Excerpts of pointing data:
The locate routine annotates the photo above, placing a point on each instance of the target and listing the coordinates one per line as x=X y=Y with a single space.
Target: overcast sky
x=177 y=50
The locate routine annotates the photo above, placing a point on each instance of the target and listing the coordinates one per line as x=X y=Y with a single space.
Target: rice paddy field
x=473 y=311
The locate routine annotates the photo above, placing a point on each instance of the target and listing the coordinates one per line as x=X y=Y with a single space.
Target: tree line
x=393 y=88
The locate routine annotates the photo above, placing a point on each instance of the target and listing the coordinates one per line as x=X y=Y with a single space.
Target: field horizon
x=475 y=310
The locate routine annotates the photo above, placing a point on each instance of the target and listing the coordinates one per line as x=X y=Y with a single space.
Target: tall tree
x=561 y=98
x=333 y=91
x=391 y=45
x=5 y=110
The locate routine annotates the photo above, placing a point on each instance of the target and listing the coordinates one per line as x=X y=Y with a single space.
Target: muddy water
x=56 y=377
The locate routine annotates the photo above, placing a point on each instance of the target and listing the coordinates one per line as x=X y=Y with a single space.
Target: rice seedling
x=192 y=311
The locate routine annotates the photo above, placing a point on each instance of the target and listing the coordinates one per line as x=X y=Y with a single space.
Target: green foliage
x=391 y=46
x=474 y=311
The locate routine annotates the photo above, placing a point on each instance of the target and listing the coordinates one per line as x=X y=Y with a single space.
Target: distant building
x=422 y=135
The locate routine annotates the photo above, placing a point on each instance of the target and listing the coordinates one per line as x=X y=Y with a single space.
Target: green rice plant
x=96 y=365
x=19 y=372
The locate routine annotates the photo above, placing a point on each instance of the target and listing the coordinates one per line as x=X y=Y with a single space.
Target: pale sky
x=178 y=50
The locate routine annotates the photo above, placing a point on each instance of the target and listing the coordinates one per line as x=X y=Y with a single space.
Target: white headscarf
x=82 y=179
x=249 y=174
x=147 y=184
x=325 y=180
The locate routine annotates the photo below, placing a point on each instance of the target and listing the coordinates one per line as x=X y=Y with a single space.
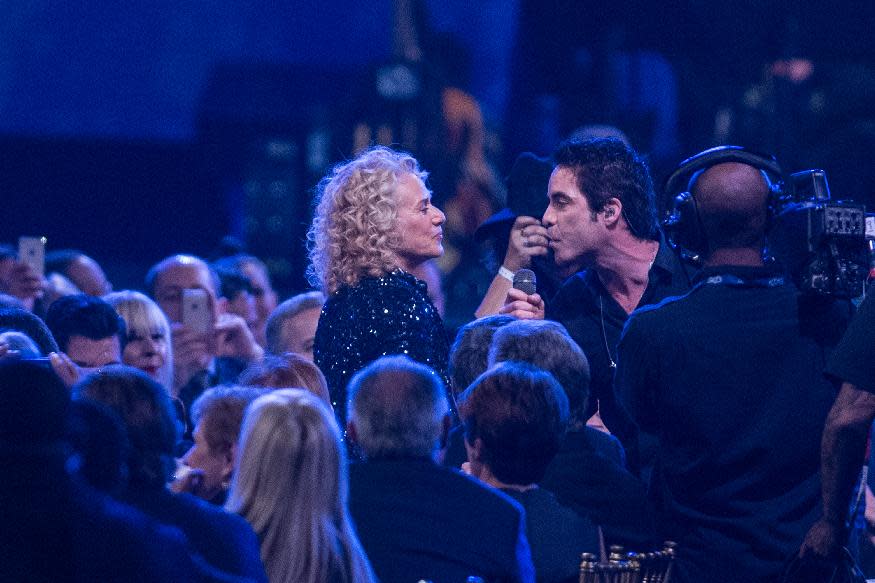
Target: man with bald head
x=200 y=359
x=728 y=378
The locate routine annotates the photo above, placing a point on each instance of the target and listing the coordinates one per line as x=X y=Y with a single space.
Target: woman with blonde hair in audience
x=289 y=371
x=290 y=483
x=148 y=346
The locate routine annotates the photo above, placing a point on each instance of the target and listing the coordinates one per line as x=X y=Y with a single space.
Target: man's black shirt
x=730 y=379
x=595 y=320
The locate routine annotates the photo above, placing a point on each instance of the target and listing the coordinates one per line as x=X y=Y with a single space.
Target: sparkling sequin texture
x=380 y=316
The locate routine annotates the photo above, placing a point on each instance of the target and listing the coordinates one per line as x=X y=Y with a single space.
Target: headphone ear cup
x=688 y=230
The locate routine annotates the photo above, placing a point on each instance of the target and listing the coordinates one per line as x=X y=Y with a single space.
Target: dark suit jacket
x=56 y=529
x=224 y=540
x=417 y=520
x=589 y=476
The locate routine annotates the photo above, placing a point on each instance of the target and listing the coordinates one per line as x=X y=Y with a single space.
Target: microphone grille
x=525 y=281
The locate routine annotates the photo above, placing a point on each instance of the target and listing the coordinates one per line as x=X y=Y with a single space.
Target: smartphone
x=197 y=312
x=32 y=251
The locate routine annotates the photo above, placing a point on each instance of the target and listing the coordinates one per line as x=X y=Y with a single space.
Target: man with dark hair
x=722 y=377
x=589 y=472
x=469 y=354
x=54 y=527
x=224 y=540
x=415 y=519
x=87 y=329
x=83 y=271
x=602 y=215
x=515 y=417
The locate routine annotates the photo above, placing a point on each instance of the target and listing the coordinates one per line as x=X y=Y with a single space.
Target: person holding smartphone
x=210 y=346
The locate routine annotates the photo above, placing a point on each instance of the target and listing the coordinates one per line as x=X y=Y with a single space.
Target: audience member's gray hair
x=286 y=311
x=547 y=345
x=398 y=407
x=469 y=356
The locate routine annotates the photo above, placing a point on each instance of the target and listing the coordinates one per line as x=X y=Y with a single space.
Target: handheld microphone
x=525 y=281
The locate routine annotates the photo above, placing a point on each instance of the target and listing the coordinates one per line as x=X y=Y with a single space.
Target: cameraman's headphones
x=683 y=224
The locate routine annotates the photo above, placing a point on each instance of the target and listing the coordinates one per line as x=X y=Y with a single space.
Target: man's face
x=89 y=353
x=178 y=277
x=298 y=332
x=575 y=235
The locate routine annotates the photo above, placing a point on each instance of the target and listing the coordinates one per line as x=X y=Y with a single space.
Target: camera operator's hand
x=528 y=238
x=523 y=306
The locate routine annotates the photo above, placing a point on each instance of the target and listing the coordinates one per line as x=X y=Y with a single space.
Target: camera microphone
x=525 y=281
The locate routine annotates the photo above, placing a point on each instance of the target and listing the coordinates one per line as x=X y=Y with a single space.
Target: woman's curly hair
x=352 y=234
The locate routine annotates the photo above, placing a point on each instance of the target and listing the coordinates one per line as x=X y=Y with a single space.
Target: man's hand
x=525 y=307
x=528 y=238
x=192 y=353
x=235 y=339
x=824 y=541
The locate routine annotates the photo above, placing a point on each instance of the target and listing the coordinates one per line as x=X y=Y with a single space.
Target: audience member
x=217 y=414
x=54 y=527
x=416 y=519
x=263 y=294
x=83 y=271
x=291 y=327
x=236 y=292
x=224 y=540
x=200 y=360
x=515 y=417
x=289 y=371
x=469 y=354
x=18 y=279
x=148 y=335
x=721 y=377
x=290 y=484
x=589 y=472
x=23 y=321
x=88 y=330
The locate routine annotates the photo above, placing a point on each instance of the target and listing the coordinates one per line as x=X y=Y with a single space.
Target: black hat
x=526 y=195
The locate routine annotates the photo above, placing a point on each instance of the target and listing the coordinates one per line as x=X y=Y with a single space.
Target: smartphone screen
x=32 y=251
x=196 y=310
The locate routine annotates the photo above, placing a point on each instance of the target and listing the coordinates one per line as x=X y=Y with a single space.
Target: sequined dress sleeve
x=380 y=316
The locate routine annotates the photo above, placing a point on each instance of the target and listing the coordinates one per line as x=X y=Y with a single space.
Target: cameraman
x=844 y=437
x=729 y=380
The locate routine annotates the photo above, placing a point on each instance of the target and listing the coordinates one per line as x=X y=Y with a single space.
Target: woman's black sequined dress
x=380 y=316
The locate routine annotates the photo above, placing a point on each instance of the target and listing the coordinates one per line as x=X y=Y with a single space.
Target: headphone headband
x=677 y=180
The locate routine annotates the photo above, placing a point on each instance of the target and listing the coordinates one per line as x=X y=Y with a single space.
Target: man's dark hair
x=59 y=261
x=398 y=407
x=26 y=323
x=548 y=346
x=520 y=415
x=84 y=315
x=607 y=168
x=146 y=412
x=469 y=354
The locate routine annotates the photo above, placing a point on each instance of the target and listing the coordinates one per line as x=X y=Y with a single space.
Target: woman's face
x=216 y=465
x=147 y=352
x=418 y=227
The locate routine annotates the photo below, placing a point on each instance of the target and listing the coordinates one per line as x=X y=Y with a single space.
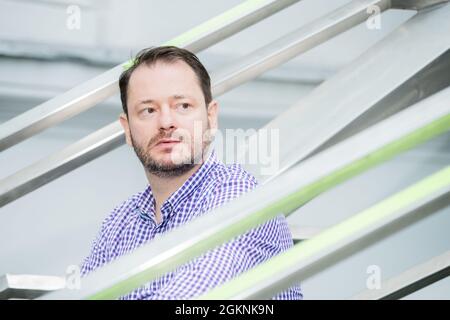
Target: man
x=166 y=97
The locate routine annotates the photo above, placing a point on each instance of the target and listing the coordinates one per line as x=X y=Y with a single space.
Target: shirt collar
x=145 y=200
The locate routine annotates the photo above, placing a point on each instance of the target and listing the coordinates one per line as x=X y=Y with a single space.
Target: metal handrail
x=411 y=280
x=307 y=258
x=400 y=132
x=111 y=136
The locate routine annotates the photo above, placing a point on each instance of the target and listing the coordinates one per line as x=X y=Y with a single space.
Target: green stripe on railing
x=213 y=23
x=285 y=205
x=305 y=250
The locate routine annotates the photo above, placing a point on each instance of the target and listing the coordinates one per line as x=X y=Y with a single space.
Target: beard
x=167 y=170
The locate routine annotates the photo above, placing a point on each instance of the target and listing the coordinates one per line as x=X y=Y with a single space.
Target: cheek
x=142 y=135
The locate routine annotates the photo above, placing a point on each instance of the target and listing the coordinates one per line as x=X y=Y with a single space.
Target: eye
x=184 y=106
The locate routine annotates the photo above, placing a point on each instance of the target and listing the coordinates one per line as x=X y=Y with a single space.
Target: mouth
x=167 y=142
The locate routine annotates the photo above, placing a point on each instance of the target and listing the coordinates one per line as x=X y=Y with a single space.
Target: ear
x=126 y=128
x=213 y=113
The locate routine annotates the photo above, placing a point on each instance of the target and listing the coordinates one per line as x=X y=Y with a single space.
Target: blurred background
x=40 y=58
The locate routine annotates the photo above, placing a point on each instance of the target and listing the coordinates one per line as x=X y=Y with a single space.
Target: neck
x=164 y=187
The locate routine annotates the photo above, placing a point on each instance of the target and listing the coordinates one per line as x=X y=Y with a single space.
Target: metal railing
x=410 y=127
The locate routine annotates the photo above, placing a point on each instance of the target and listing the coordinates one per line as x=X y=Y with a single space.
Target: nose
x=166 y=120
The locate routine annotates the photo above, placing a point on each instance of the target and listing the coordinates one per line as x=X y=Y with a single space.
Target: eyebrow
x=175 y=96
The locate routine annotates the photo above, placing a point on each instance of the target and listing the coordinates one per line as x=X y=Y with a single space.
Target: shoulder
x=227 y=182
x=232 y=176
x=120 y=215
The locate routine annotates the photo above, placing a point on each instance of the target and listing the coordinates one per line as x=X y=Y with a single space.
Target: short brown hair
x=150 y=56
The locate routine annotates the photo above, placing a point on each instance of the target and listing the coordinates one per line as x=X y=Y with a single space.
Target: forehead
x=163 y=79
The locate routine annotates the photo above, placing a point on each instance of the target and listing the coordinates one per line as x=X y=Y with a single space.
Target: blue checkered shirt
x=133 y=223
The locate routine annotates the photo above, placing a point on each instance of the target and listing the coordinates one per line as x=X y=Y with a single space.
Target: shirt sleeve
x=97 y=256
x=232 y=258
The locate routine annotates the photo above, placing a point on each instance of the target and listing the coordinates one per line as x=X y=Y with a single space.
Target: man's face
x=167 y=118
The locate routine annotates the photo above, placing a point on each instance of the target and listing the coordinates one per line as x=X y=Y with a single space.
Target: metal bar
x=301 y=233
x=25 y=286
x=300 y=262
x=105 y=85
x=410 y=281
x=356 y=89
x=48 y=169
x=415 y=4
x=426 y=82
x=56 y=165
x=297 y=42
x=401 y=132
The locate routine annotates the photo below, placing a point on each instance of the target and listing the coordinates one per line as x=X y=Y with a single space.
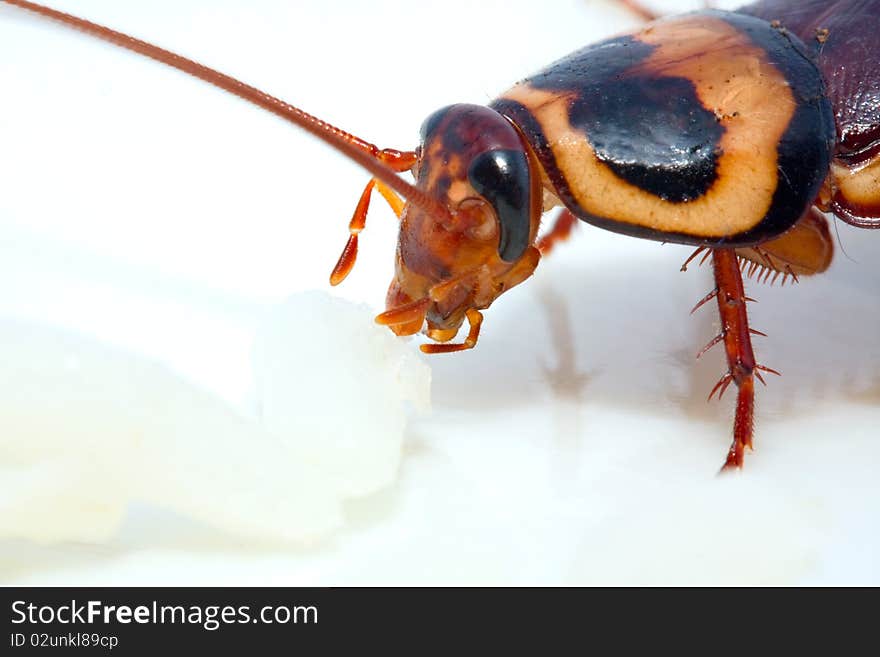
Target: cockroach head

■ STATED EXERCISE ■
Locate every line in the data above that contains the word "hair", and copy each such line in full. Matching is case-sensitive.

■ FINAL ANSWER ■
Target: woman with blonde hair in audience
Target: man with dark hair
Target: audience member's gray hair
Target: woman's curly hair
Target: man's dark hair
Target: short brown hair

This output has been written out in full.